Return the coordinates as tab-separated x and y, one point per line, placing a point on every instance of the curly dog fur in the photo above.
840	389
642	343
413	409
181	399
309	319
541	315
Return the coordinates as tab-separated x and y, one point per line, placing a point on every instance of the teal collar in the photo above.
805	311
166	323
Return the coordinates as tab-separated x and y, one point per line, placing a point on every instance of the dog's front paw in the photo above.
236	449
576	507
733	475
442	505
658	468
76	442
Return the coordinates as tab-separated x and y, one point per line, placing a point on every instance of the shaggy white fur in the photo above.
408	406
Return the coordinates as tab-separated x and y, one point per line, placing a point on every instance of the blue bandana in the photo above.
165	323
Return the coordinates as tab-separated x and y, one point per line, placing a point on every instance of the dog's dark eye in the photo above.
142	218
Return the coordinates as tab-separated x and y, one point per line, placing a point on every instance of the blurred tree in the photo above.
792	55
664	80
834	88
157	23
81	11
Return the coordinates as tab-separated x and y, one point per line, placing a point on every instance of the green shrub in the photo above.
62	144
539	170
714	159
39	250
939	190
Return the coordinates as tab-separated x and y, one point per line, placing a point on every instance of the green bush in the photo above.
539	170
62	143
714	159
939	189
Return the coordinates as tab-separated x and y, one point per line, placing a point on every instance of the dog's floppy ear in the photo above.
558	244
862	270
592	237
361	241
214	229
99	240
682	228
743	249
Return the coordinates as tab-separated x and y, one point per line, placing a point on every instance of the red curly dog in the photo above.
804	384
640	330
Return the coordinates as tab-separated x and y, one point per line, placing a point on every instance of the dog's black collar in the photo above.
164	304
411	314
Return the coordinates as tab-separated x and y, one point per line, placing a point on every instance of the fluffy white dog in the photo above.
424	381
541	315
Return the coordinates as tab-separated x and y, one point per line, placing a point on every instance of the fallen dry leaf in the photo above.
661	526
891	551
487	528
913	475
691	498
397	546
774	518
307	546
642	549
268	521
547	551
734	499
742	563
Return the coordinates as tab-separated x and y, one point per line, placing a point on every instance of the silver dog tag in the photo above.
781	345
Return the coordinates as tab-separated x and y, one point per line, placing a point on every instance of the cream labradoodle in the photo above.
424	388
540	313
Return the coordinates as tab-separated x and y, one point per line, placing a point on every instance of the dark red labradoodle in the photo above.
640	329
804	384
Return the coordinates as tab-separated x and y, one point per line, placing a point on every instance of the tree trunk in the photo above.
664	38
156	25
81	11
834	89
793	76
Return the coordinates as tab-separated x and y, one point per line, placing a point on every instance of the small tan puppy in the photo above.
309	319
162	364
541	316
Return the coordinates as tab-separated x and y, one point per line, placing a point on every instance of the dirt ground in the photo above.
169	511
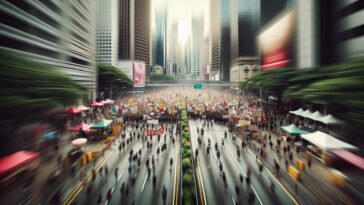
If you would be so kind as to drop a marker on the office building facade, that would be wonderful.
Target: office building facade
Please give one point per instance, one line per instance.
(107, 32)
(220, 39)
(134, 32)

▸ ASSIGNMENT
Look through the data and gather every line with the string "building" in it.

▸ RESPONSE FOR THIS EXERCISE
If you would be so kind as to drop a marker on the office building facade, that would be wonderful.
Target: office building facade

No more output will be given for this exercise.